== Source document

Professor Colby’s contributions to his field only rival those to his College. He taught theatre education, theatre for young audiences, and directing. He earned his Ed.D. in Human Development from Harvard University Graduate School of Education and his M.A. in Drama Theatre for the Young from Eastern Michigan University. His work has been published in Children’s Theatre Review, Youth Theatre Journal, 2D: Drama/Dance and in notable works for both practitioners and scholars. His research and creative work informed each other throughout his life: he led workshops and master classes nationally and internationally, and he directed productions for young audiences that focused on drama, social history, and adaptations of classic children’s literature by the nation’s leading playwrights. His works have been performed at the Kennedy Center and the International Showcase of Performing Arts for Young People in Louisville, Kentucky. Professor Colby served on the board of directors for the New England Theatre Conference, the Massachusetts Educational Theatre Guild, and the Children’s Theater Foundation of America. He served as Regional Governor and executive board member of the American Alliance for Theatre and Education, and he participated in the development of the Arts Education Research Agenda for the National Endowment for the Arts and the United States Department of Education.
Having spent 44 years as a faculty member and leader at Emerson, Professor Colby dedicated much of his life and career to teaching, mentoring, and inspiring multiple generations of theatre and performing artists. In 1977, Professor Colby was hired as an Instructor in the Department of Performing Arts; he became an assistant professor in 1982 and was promoted to associate professor with tenure in 1988 and to full professor in 2014. He became the Chair of the Performing Arts department in the summer of 2018. He was deeply committed to his students, fellow faculty members, and the Emerson community, and he served brilliantly and bravely as Chair throughout his illness.
In spring 2020, the Spirit of Emerson Committee named its new Kindness Award after Professor Colby in recognition of his dedication to service and his unstinting collegiality. After receiving the award, Professor Colby noted with characteristic modesty, “I’m from the Midwest. Kindness is one of the few positive qualities associated with being a Midwesterner, and it’s expected of everyone. It’s a certain kind of kindness that doesn’t need recognition”.
A caring advocate for faculty, Professor Colby served as the head of the Faculty Assembly and president of the Faculty Union. As Maureen Shea, Associate Chair in the Department of Performing Arts, shared in her letter to the performing arts community this morning, he is the only faculty member in the history of the College to have received four Faculty Service Awards and an Emerson community award named after him–a testament to Professor Colby’s extraordinary impact and influence on the College he served for four decades.

====
== Information shown

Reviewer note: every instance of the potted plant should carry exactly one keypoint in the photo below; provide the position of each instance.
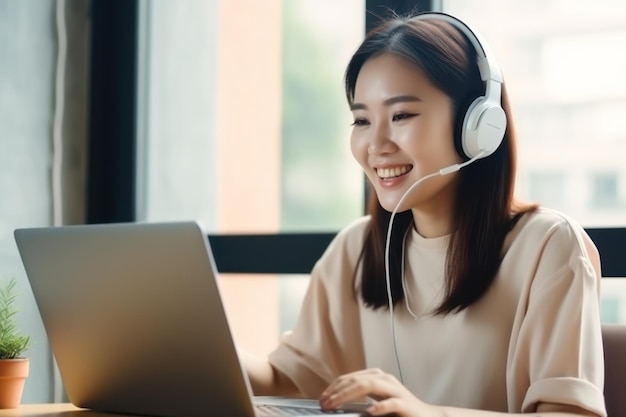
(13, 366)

====
== Information shown

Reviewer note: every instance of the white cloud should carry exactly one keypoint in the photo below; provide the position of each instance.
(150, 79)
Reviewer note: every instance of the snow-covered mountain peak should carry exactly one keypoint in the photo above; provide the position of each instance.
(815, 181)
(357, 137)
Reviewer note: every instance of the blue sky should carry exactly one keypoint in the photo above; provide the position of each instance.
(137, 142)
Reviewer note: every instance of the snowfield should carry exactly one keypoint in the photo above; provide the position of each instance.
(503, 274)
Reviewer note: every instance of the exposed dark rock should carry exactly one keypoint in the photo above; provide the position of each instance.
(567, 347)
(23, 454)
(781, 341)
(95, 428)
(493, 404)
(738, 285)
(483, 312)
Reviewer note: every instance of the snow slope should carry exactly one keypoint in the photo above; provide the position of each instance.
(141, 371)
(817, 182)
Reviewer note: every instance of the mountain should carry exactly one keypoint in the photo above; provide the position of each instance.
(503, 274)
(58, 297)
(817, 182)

====
== Information shown

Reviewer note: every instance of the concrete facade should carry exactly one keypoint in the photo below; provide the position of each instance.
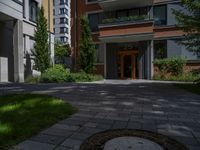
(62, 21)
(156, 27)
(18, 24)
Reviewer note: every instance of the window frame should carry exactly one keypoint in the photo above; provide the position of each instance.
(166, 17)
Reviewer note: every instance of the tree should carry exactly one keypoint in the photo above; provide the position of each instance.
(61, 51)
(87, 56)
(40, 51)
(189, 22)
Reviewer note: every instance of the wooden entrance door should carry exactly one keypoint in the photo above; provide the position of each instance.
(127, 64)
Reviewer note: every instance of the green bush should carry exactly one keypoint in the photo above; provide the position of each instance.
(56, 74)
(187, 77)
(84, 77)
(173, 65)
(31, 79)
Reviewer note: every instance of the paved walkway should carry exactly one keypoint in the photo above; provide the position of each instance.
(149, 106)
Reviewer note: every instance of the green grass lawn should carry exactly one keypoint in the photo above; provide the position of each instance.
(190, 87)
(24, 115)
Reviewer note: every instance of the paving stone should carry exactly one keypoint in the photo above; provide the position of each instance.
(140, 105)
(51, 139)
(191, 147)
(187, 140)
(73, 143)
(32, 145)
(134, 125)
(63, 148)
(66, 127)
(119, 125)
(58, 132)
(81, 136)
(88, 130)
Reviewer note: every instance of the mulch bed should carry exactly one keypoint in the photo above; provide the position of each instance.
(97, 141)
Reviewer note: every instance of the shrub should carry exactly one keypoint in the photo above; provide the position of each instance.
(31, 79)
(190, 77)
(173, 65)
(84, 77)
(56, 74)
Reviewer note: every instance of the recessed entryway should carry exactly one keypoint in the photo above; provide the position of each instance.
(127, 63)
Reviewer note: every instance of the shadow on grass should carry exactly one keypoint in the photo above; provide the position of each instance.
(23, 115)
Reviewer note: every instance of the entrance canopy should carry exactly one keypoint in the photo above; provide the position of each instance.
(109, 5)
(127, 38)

====

[Request 1]
From the tribute to Professor Colby, output the part that opens with the words "Having spent 44" and closes with "throughout his illness.".
[Request 2]
Answer these questions using the tribute to Professor Colby:
(a) In what year was Professor Colby hired as an Instructor in the Department of Performing Arts?
(b) What did the Spirit of Emerson Committee name after him in spring 2020?
(c) How many Faculty Service Awards did he receive?

[Correct answer 1]
Having spent 44 years as a faculty member and leader at Emerson, Professor Colby dedicated much of his life and career to teaching, mentoring, and inspiring multiple generations of theatre and performing artists. In 1977, Professor Colby was hired as an Instructor in the Department of Performing Arts; he became an assistant professor in 1982 and was promoted to associate professor with tenure in 1988 and to full professor in 2014. He became the Chair of the Performing Arts department in the summer of 2018. He was deeply committed to his students, fellow faculty members, and the Emerson community, and he served brilliantly and bravely as Chair throughout his illness.

[Correct answer 2]
(a) 1977
(b) Its new Kindness Award
(c) Four